*Set exercise 1:*
Please extract the stretch from "Hierarchical distances between" through "(c) EuroGeographics, 2016)." from the figure caption on hierarchical distances below.

*Passage provided:*

Figure 1. Partitioning of a country based on telephone call networks.

Figure 1

Hierarchical distances between two locations are defined through three regional levels - either administrative ones or those found by applying iterative community detection on human interaction networks. Two distinct locations are at a hierarchical distance h = 1, if they are in the same L3 region, h = 2, if they are in different L3 regions but in the same L2 region, h = 3, if they are in different L2 regions but in the same L1 region and h = 4, if they are in different L1 regions. Note that a higher hierarchical distance does not necessarily correspond to higher geographical distance. The figure has been created using Matlab R2015b (http://www.mathworks.com) and publicly available shapefile data for the regional borders (http://ec.europa.eu/eurostat/web/gisco/geodata/reference-data/administrative-units-statistical-units, (c) EuroGeographics, 2016).

*Provided data:*
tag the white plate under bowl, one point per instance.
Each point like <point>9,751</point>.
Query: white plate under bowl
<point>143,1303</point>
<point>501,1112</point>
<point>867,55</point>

*Set exercise 2:*
Reproduce every line of the entries above, requests included, and shift each point coordinate in the answers by adding 119 to it.

*Exercise solution 1:*
Hierarchical distances between two locations are defined through three regional levels - either administrative ones or those found by applying iterative community detection on human interaction networks. Two distinct locations are at a hierarchical distance h = 1, if they are in the same L3 region, h = 2, if they are in different L3 regions but in the same L2 region, h = 3, if they are in different L2 regions but in the same L1 region and h = 4, if they are in different L1 regions. Note that a higher hierarchical distance does not necessarily correspond to higher geographical distance. The figure has been created using Matlab R2015b (http://www.mathworks.com) and publicly available shapefile data for the regional borders (http://ec.europa.eu/eurostat/web/gisco/geodata/reference-data/administrative-units-statistical-units, (c) EuroGeographics, 2016).

*Exercise solution 2:*
tag the white plate under bowl, one point per instance.
Each point like <point>9,751</point>.
Query: white plate under bowl
<point>262,1422</point>
<point>620,1231</point>
<point>986,174</point>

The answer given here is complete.